Our history classes tend to teach us that the Puritans were a stuffy, religious folk that wore a lot of black, had buckles on their shoes and invented Thanksgiving. That’s not giving them their due justice, though, and the truth is a lot more interesting than our teachers ever gave them credit for.

10 The Economic Foundation

Puritan Money

The Puritan movement gained a huge number of supporters in London and East Anglia, where a newly formed professional class of citizen was struggling with reconciling their present-day life with the teachings of the church. Before, life revolved around surviving, providing for the family, and subsistence. But with the influx of people moving to cities and entering professional careers instead of remaining in rural settings, there was a new pressure on the rural community to farm for profit and provide much-needed food and supplies such as wool for the cities. This led to the development of another class: the highwaymen. According to church rules, charity that would extend to the poor should include these destitute thieves. Many merchants and members of the new professional class began supporting the Puritan movement, who didn’t think that was the case.

9 The Puritans And The Pilgrims Were Completely Different

Pilgrim

We tend to think of the Pilgrims and the Puritans as interchangeable, but they were different groups with very different ideologies. While the Pilgrims were breaking all ties to the Anglican Church, the Puritans had no interest in doing so—at least, completely. The split between the Puritans and the Anglican Church was amicable, and many of their old traditions were carried over to their new lives. The Pilgrims had a different view on their church. Before the Pilgrims were known as the Pilgrims, or the Old Comers, as they called themselves, (they weren’t called “Pilgrims” until 1820) they were originally a sect of Puritans called the Separatists. Seen as radicals among the Puritan movement, they believed that the Church of England had grown secular and corrupt. In order to remove themselves from that corruption, the Separatists moved first to the Netherlands. Facing economic failure and fearing a loss of their language and culture, they then moved to the New World. While the Puritans embraced science and newly discovered knowledge, the Pilgrims tended to hang on to more medieval beliefs in astrology, folklore and myths.

Saved entries
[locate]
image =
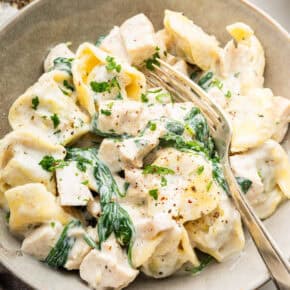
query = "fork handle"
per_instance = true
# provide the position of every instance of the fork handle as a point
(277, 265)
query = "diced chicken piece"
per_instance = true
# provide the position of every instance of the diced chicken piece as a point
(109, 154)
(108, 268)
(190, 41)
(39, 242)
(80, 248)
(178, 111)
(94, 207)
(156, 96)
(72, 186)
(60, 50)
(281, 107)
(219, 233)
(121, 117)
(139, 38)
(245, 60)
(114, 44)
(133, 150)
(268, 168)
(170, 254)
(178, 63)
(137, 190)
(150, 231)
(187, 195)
...
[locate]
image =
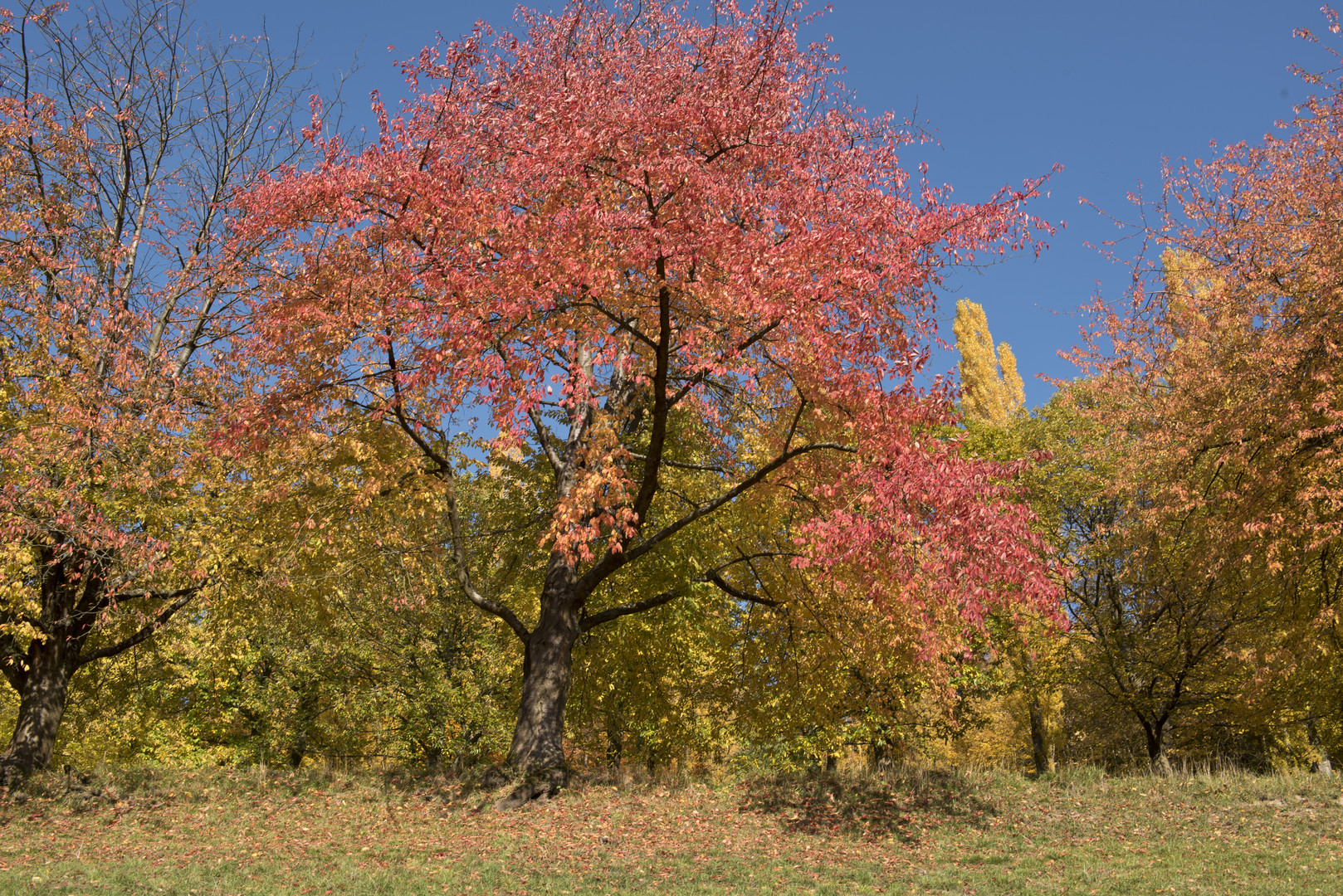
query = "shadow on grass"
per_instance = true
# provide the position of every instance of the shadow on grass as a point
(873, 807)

Instructions to follow
Reproduce the entire text about the Puritans above, word for word.

Written answer
Our history classes tend to teach us that the Puritans were a stuffy, religious folk that wore a lot of black, had buckles on their shoes and invented Thanksgiving. That’s not giving them their due justice, though, and the truth is a lot more interesting than our teachers ever gave them credit for.

10 The Economic Foundation

Puritan Money

The Puritan movement gained a huge number of supporters in London and East Anglia, where a newly formed professional class of citizen was struggling with reconciling their present-day life with the teachings of the church. Before, life revolved around surviving, providing for the family, and subsistence. But with the influx of people moving to cities and entering professional careers instead of remaining in rural settings, there was a new pressure on the rural community to farm for profit and provide much-needed food and supplies such as wool for the cities. This led to the development of another class: the highwaymen. According to church rules, charity that would extend to the poor should include these destitute thieves. Many merchants and members of the new professional class began supporting the Puritan movement, who didn’t think that was the case.

9 The Puritans And The Pilgrims Were Completely Different

Pilgrim

We tend to think of the Pilgrims and the Puritans as interchangeable, but they were different groups with very different ideologies. While the Pilgrims were breaking all ties to the Anglican Church, the Puritans had no interest in doing so—at least, completely. The split between the Puritans and the Anglican Church was amicable, and many of their old traditions were carried over to their new lives. The Pilgrims had a different view on their church. Before the Pilgrims were known as the Pilgrims, or the Old Comers, as they called themselves, (they weren’t called “Pilgrims” until 1820) they were originally a sect of Puritans called the Separatists. Seen as radicals among the Puritan movement, they believed that the Church of England had grown secular and corrupt. In order to remove themselves from that corruption, the Separatists moved first to the Netherlands. Facing economic failure and fearing a loss of their language and culture, they then moved to the New World. While the Puritans embraced science and newly discovered knowledge, the Pilgrims tended to hang on to more medieval beliefs in astrology, folklore and myths.